-- start of Supplied material --
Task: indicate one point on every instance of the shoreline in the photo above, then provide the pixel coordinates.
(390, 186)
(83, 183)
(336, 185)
-- end of Supplied material --
-- start of Supplied material --
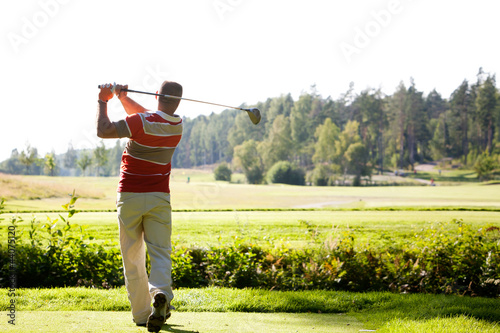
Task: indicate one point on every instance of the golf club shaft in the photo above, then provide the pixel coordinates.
-- end of Supplied material --
-- start of Supplied material --
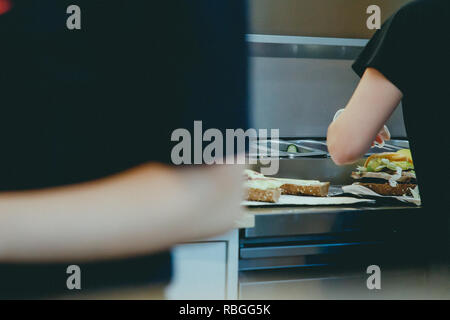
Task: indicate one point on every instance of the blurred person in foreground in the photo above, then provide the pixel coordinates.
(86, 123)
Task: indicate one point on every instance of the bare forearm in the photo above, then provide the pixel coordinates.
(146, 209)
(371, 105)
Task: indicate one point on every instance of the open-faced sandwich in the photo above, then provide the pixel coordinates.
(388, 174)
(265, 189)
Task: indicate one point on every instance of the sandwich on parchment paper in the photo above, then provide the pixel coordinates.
-- end of Supplied material --
#### [Task prompt]
Rewrite the entries from the line containing "Task: indicate one point on every instance of the open-faced" through the line containing "Task: indicate one point on every instance of the sandwich", keeping the task lines, and multiply each coordinate in the answers by 2.4, rounding to the nearest whole number with halves rounded up. Reproduce only those lines.

#### [Exercise result]
Task: indicate one point on every instance of the open-faced sandwich in the photo above, then provide the pixel coordinates.
(931, 418)
(636, 454)
Task: indicate one point on every instance of the sandwich on parchment paper in the photo above, then provide the pixel coordinates.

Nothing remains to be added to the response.